[Dataset extract Boundary: Start]
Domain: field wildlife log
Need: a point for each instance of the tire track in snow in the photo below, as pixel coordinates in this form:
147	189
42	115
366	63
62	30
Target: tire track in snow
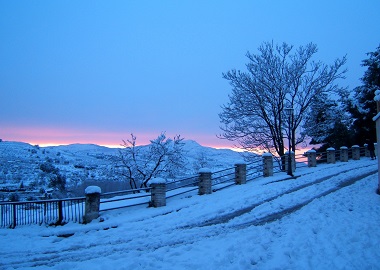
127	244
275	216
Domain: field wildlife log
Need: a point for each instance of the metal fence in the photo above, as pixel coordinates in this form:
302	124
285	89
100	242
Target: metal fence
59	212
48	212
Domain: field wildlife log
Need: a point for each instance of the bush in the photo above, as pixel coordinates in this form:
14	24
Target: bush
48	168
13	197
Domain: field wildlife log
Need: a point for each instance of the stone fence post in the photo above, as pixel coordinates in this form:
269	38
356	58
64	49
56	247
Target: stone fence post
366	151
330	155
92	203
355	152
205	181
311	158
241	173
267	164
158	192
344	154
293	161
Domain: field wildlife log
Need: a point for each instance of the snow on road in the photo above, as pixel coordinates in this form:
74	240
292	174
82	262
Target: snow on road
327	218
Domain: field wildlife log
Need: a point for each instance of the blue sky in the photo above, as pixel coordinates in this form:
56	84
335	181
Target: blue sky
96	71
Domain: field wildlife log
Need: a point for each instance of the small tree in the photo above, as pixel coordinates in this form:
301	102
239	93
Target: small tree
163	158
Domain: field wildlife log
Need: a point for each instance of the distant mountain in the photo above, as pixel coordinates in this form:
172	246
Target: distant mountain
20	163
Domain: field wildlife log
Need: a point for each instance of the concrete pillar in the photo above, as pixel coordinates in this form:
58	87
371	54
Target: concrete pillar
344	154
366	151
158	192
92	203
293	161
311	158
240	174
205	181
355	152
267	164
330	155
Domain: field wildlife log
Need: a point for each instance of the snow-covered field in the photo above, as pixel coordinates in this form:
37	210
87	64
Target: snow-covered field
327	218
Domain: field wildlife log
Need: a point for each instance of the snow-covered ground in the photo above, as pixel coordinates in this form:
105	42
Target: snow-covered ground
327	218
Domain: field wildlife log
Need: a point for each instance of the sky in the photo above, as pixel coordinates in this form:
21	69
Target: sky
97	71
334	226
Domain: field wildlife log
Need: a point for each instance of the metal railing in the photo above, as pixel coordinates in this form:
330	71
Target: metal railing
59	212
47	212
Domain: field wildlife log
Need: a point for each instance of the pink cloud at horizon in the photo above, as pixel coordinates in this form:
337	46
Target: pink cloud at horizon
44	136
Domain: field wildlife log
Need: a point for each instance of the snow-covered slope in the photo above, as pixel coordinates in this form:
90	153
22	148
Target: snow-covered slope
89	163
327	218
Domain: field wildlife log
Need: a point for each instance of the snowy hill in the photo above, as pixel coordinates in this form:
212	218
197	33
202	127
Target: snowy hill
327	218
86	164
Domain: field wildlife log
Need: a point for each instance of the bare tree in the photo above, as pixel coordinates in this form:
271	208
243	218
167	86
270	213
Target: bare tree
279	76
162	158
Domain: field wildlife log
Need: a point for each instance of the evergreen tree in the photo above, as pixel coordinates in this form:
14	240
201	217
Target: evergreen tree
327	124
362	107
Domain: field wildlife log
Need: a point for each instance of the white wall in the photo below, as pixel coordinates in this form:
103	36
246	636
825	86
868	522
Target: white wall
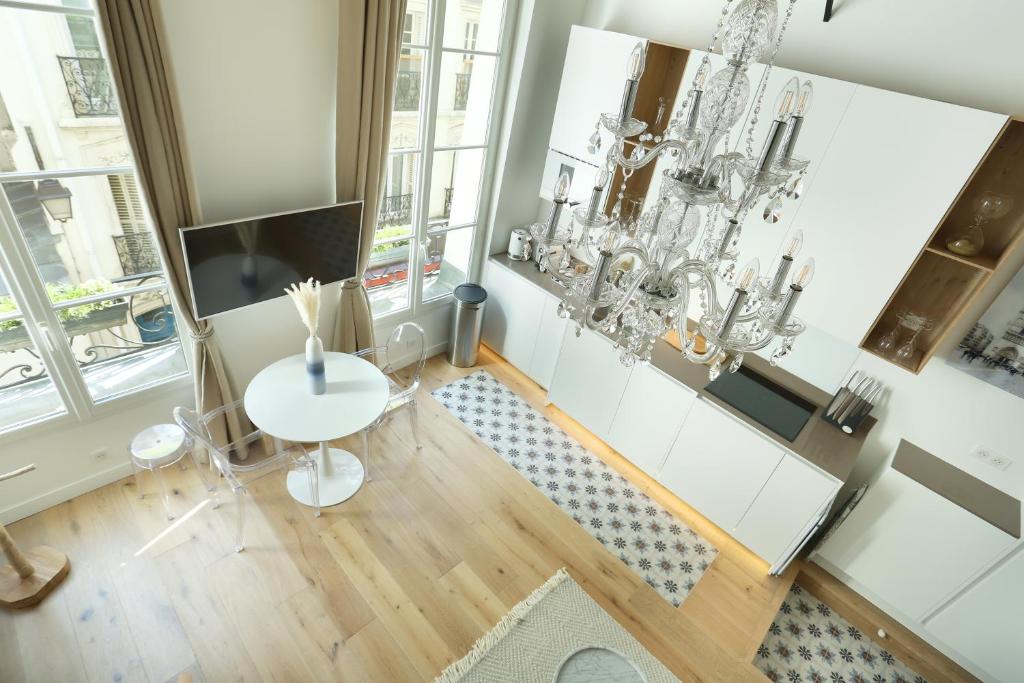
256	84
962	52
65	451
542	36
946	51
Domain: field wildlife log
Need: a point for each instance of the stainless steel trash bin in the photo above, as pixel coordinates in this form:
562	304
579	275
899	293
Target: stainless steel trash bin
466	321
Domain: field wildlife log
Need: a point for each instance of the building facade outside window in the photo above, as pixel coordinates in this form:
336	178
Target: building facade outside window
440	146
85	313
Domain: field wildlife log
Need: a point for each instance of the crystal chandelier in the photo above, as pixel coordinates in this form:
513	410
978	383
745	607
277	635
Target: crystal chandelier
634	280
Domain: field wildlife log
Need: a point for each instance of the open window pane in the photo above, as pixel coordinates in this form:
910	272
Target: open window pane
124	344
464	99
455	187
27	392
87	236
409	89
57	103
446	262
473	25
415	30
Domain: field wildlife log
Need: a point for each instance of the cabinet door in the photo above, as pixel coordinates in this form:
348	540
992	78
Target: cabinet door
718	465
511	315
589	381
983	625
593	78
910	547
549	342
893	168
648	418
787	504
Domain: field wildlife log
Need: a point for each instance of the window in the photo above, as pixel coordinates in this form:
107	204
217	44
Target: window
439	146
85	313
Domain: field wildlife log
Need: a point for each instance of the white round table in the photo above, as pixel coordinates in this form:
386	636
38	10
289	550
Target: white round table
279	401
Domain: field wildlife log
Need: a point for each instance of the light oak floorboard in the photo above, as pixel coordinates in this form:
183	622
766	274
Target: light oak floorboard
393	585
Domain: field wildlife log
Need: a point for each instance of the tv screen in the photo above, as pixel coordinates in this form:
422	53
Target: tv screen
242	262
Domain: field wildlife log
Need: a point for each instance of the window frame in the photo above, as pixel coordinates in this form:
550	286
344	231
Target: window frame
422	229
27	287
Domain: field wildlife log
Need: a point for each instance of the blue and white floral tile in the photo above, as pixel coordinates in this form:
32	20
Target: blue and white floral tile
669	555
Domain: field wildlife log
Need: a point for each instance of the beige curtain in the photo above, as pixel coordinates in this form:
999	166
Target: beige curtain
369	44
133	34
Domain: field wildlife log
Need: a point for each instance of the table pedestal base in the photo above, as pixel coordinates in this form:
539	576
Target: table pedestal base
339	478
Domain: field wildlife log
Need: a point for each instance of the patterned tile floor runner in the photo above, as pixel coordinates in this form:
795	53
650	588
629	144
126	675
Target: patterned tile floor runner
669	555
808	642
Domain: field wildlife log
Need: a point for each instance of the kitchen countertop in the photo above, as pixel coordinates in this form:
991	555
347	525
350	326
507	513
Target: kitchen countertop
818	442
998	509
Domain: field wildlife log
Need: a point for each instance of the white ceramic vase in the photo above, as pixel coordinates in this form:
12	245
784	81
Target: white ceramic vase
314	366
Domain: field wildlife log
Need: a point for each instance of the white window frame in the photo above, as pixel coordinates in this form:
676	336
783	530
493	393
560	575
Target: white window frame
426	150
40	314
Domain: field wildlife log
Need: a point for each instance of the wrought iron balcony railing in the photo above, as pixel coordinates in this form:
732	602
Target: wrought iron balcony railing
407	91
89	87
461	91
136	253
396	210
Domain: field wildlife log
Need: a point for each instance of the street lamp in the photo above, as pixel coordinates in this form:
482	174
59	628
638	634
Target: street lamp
[Dataset extract Boundary: End]
Once the images are removed, print the remaining data exactly as it appears above.

Answer section:
Domain: field wildlife log
Need: a point for each instance of the tire track in snow in the photo below, as pixel coordinates in this form:
147	189
42	115
366	63
62	30
Target: tire track in snow
127	244
275	216
Domain: field wildlife log
Need: a point for each instance of the metal fence in the photo above, as pixel coordinates in this form:
302	124
285	89
100	242
Target: metal fence
59	212
48	212
Domain: field wildlife log
Need: a point for each instance of the bush in the photo above, as pixel coordinates in this form:
14	24
Target: bush
48	168
13	197
Domain: field wildlife log
Need: a point for each instance of the stone fence post in the photo above, as pixel coordinates in this form:
269	38
356	58
64	49
56	247
Target: stone fence post
366	151
330	155
92	203
355	152
205	181
311	158
241	173
267	164
158	192
344	154
293	161
Domain: field wildlife log
Need: a point for each instance of the snow on road in the photo above, as pixel coordinates in this form:
74	240
292	174
82	262
Target: snow on road
327	218
Domain: field wildlife log
Need: a point for each instance of the blue sky in the photo above, as pixel coordinates in this form:
56	84
335	181
Target: blue sky
96	71
Domain: field wildlife log
Need: a point for each instance of the small tree in the photo above, as pixel coordinates in this form:
301	102
239	93
Target: small tree
163	158
Domain: field wildlife log
Need: a point for each instance of the distant mountain in the photo above, as pixel coordinates in this form:
172	246
Target: distant mountain
20	163
Domain: field wildlife log
Need: a point for each instance of the concrete pillar in the photo above, as pixel coordinates in this form:
58	87
371	54
Target: concrete pillar
344	154
366	151
158	192
92	203
293	161
311	158
240	174
205	181
355	152
267	164
330	155
Domain: field wildlife log
Need: a point for each instance of the snow-covered field in the photo above, as pixel coordinates in this form:
37	210
87	64
Target: snow-covered field
327	218
Domain: field wildlife log
Need: a point for each instance of the snow-covered ground in the photo above, as pixel coordinates in this form:
105	42
Target: snow-covered ground
327	218
Domain: field wildlife log
Need: a point for each instance of the sky in the photo above, as pixel coordinates in this form:
21	69
Target: sky
97	71
334	226
Domain: field wildlife log
Need: a point for each instance of the metal railing in the photo above, as pixel coordinates in this form:
330	71
Target: metal railing
59	212
47	212
Domain: field wildlife log
Need: a point for each instance of the pink cloud at horizon in the photo above, as pixel coordinates in this form:
337	46
Target: pink cloud at horizon
44	136
Domain: field wildlife log
Need: a point for each instance of the snow-covered slope in the photo above, as pixel coordinates in this form:
90	153
22	148
Target: snow-covered slope
89	163
327	218
Domain: field wildlife log
Need: a point for each instance of the snowy hill in the photo above, as pixel coordinates in this form:
212	218
197	33
202	127
Target: snowy hill
327	218
86	164
Domain: field wildlife log
Need: a point for each instance of the bare tree in the photo above, as pixel coordinates in this form:
271	208
243	218
167	86
270	213
Target: bare tree
279	76
162	158
Domain: field wildlife log
Need: a point for each instance of the evergreen tree in the photo above, as pixel coordinates in this form:
14	240
201	217
Target: evergreen tree
327	124
362	107
Domain: field wildlife log
Need: a point for each instance of the white wall in the photo below, as pixel coordinates in this form:
103	36
246	636
825	86
868	522
Target: white wall
256	84
962	52
65	451
542	36
946	51
Domain: field wildlife log
Need: a point for each instance of the stainless steel trash bin in the photo above, as pixel coordinates in this form:
562	304
579	275
899	293
Target: stainless steel trash bin
466	321
Domain: field wildlife log
Need: a point for each instance of the building facade outside window in the photo above, as pixel coordinates in this form:
336	178
Target: building facade outside window
440	146
85	313
Domain: field wildlife log
Need: a point for each instance of the crystal chandelier in the photo above, as pixel coordinates in this form:
513	410
978	383
745	607
277	635
Target: crystal chandelier
634	280
Domain: field wildlife log
Need: a point for each instance of the open window pane in the photo above, as pixel coordinates in this form:
910	272
Target: open window pane
124	344
464	99
455	187
27	392
87	236
409	89
57	103
446	262
473	25
415	30
Domain: field wildlife log
Need: a point for each instance of the cabinet door in the photo above, as pixel coordinates in this form:
348	540
992	78
Target: cabinet door
718	465
511	315
589	381
983	625
593	78
910	547
549	342
893	168
648	418
787	504
Domain: field wildlife log
Need: a point for each instance of the window in the photo above, as pixel coordinates in this form:
107	204
217	44
Target: window
439	146
85	313
Domain: field wildlife log
Need: a point for each instance of the white round table in the photo above, as pixel coordinates in this form:
386	636
38	10
289	550
Target: white round table
279	401
Domain: field wildlife log
Need: a point for each instance of the light oak floorboard in the photo above, as pixel coordinates in this form:
183	622
766	274
Target: light oak floorboard
393	585
Domain: field wildlife log
Need: a point for each instance of the tv screen in the photo above, as pixel coordinates in this form:
422	53
Target: tv screen
242	262
Domain: field wildlife log
Need: a point for each instance of the window frame in the photo above, as pixel coordinates in this form:
550	286
344	231
Target: window frame
422	229
27	287
Domain: field wildlife log
Need: a point for each instance of the blue and white floral tile in the photo above, as pixel coordinates in this form:
32	20
Target: blue and white floral tile
669	555
Domain: field wildlife log
Need: a point for each instance of the beige curtain in the photo above, as pixel coordinates in this form:
999	166
Target: beige curtain
369	44
133	34
Domain: field wildlife log
Need: a point for each instance of the table pedestal base in the photo above, as pixel coordinates in this form:
539	576
Target: table pedestal base
339	478
Domain: field wildlife log
Need: a point for each instance of the patterned tile floor runner in the photo above, as pixel coordinates in this form:
795	53
650	588
629	144
126	675
Target: patterned tile floor runner
669	555
808	642
Domain: field wildlife log
Need: a point for each instance of the kitchen countertop in the photo above, as pixel coordinates in this form:
991	555
347	525
350	326
507	513
Target: kitchen countertop
818	442
998	509
Domain: field wildlife log
Need: a point for each instance of the white ceramic vase in the photo above, as pixel coordinates in this form:
12	245
784	81
Target: white ceramic vase
314	366
Domain: field wildlife log
Need: a point for each instance of the white window frame in the photo above, as pixel coordinates in this form:
676	336
783	530
493	393
560	575
Target: white window frame
426	150
40	314
Domain: field wildlife log
Need: a point for each instance of the wrought iron balcony railing in the photo above, as pixel coordinates in this form:
732	602
Target: wrought iron balcony railing
407	91
89	87
461	91
136	253
396	210
Domain: field wildlife log
Need: a point for each instance of the street lamp in the photo above, as pixel coordinates in this form:
482	174
59	628
638	634
Target: street lamp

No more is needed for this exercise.